┌─ Extracted text

Tips: 10 AI Prompts for Clinical Researchers
FollowDesigning More Effective Text Messaging for Research Studies
Disclaimer: These prompts are provided as a starting point to help you think through your study's text messaging design. AI-generated content can contain errors or omissions. Always review any output with your IRB, legal, and compliance teams before using it in your research or submitting it for approval. Mosio is not responsible for how AI-generated content is applied to your study.
The following prompts are designed to help clinical researchers use AI tools like Claude (or ChatGPT) to plan, write, and refine text messaging communications for their studies. Each prompt is copy-paste ready: simply fill in the bracketed placeholders with your study details.
1. Message Cadence Design
"I'm running a [12-week behavioral intervention] study with [60 adult participants]. Help me design a text messaging schedule that maximizes engagement without causing fatigue. Include suggested frequency, timing, and how to vary message types across the study timeline."
2. Plain Language Audit
"Review these text messages for my clinical study and rewrite any that are above a 6th-grade reading level. Flag medical jargon and suggest plain-language replacements. [Paste messages]"
3. Consent Language for SMS
"Draft clear, IRB-friendly opt-in language for a study that will send participants text messages about appointment reminders and weekly check-ins. It should be brief enough to work as a first SMS."
4. Reminder Message Variations
"Write 5 variations of a study check-in reminder text for an intervention study. Vary the tone from neutral to motivational. Each must be under 160 characters and avoid sounding clinical or robotic."
Note: Mosio enables you to send messages longer than 160 characters — but keeping messages within this limit helps researchers make the most of their message and segment credits.
5. Non-Response Protocol
"A participant in my study hasn't responded to their last 3 check-in texts. Draft a sequence of 2 follow-up messages — one warm nudge and one escalation — that stay within IRB-safe boundaries and don't feel punitive."

└─
┌─ Excerpted records

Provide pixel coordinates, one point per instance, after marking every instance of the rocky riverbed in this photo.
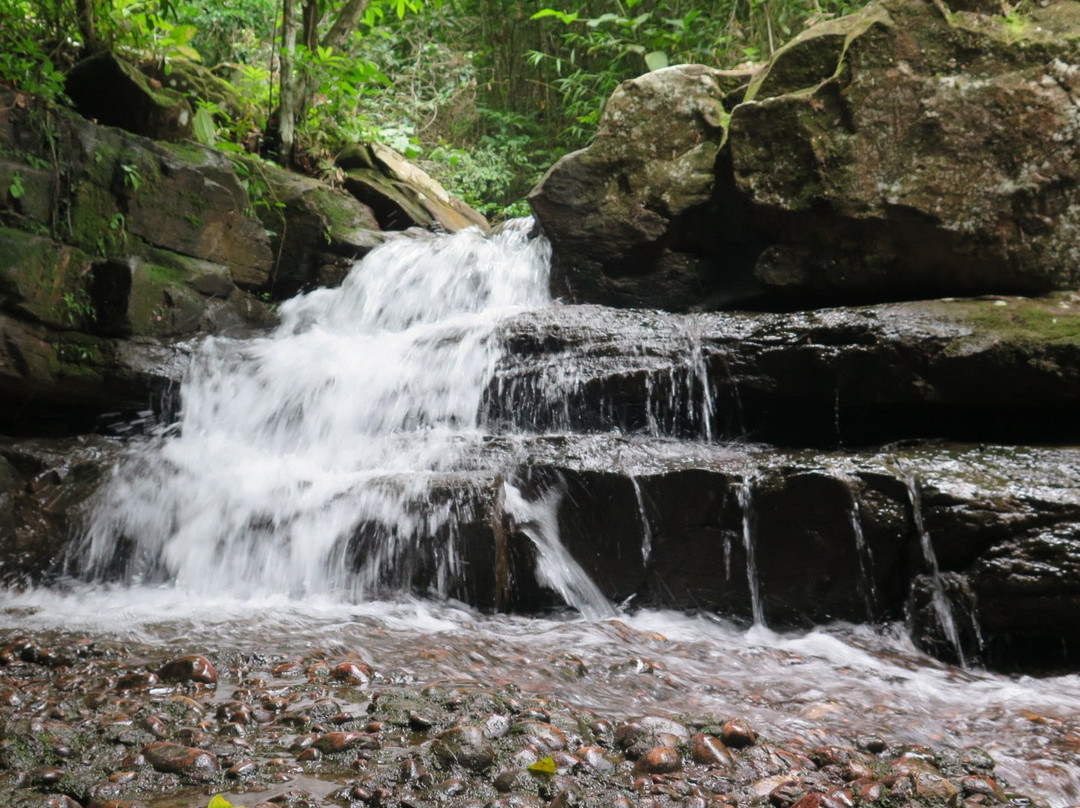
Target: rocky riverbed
(100, 722)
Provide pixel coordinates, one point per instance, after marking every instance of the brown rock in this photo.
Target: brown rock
(709, 750)
(738, 734)
(185, 761)
(189, 669)
(464, 745)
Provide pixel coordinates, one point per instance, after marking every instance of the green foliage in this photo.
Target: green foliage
(15, 188)
(27, 53)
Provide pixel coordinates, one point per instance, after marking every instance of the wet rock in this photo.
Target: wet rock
(333, 742)
(401, 194)
(464, 745)
(710, 751)
(352, 672)
(738, 734)
(545, 735)
(659, 761)
(115, 93)
(188, 762)
(934, 789)
(189, 669)
(625, 215)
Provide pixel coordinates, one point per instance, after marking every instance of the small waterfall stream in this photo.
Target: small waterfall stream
(310, 469)
(343, 427)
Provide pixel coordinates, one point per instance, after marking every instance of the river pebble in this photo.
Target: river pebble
(127, 731)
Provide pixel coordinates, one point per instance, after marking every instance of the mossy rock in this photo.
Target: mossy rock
(45, 280)
(113, 92)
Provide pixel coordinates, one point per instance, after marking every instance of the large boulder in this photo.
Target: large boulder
(112, 92)
(402, 194)
(635, 218)
(988, 369)
(316, 231)
(901, 152)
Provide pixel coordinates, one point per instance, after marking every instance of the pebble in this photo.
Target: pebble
(659, 761)
(710, 751)
(738, 734)
(189, 669)
(177, 759)
(352, 672)
(464, 745)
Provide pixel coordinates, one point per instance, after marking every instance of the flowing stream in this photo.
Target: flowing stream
(346, 430)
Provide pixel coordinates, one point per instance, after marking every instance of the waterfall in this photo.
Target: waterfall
(337, 432)
(555, 567)
(745, 494)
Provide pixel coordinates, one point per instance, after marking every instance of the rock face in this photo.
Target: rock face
(633, 218)
(894, 153)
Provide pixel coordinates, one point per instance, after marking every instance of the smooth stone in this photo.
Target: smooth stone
(189, 669)
(738, 734)
(660, 761)
(464, 745)
(185, 761)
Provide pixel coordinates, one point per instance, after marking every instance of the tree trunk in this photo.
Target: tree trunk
(287, 82)
(85, 17)
(345, 24)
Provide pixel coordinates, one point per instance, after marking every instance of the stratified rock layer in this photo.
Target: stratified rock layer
(895, 153)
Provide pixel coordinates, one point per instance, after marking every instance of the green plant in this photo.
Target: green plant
(78, 307)
(132, 179)
(118, 231)
(15, 188)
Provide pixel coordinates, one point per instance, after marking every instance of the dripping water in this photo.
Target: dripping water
(644, 519)
(865, 556)
(745, 494)
(555, 567)
(939, 600)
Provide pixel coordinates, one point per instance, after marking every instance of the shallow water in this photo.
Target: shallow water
(826, 686)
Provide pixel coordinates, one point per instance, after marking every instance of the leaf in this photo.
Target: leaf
(544, 765)
(656, 61)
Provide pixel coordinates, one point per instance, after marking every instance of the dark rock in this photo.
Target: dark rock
(115, 93)
(402, 196)
(632, 218)
(896, 152)
(189, 669)
(318, 231)
(464, 745)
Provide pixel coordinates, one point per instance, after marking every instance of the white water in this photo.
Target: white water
(826, 686)
(345, 420)
(350, 413)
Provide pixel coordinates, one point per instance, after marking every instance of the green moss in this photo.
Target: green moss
(1017, 320)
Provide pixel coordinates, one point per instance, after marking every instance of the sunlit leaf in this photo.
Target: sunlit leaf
(544, 765)
(656, 59)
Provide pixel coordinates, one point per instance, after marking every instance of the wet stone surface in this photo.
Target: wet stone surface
(89, 725)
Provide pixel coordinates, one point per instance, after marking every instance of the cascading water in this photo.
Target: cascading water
(341, 425)
(351, 422)
(939, 600)
(745, 494)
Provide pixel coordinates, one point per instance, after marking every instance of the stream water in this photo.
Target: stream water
(234, 530)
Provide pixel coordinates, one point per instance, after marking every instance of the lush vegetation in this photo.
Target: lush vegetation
(485, 93)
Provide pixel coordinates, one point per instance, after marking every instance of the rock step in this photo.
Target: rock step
(835, 536)
(1000, 369)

└─

(Exercises to complete)
- a) On the clinical research prompts page, what length must each of the reminder variations stay under?
- b) List the titles of the numbered prompts on the clinical research prompts page.
- c) Please reproduce the stretch of the clinical research prompts page from "2. Plain Language" through "and segment credits.".

(Solutions to the tasks)
- a) Under 160 characters.

- b)
Message Cadence Design
Plain Language Audit
Consent Language for SMS
Reminder Message Variations
Non-Response Protocol

- c)
2. Plain Language Audit
"Review these text messages for my clinical study and rewrite any that are above a 6th-grade reading level. Flag medical jargon and suggest plain-language replacements. [Paste messages]"
3. Consent Language for SMS
"Draft clear, IRB-friendly opt-in language for a study that will send participants text messages about appointment reminders and weekly check-ins. It should be brief enough to work as a first SMS."
4. Reminder Message Variations
"Write 5 variations of a study check-in reminder text for an intervention study. Vary the tone from neutral to motivational. Each must be under 160 characters and avoid sounding clinical or robotic."
Note: Mosio enables you to send messages longer than 160 characters — but keeping messages within this limit helps researchers make the most of their message and segment credits.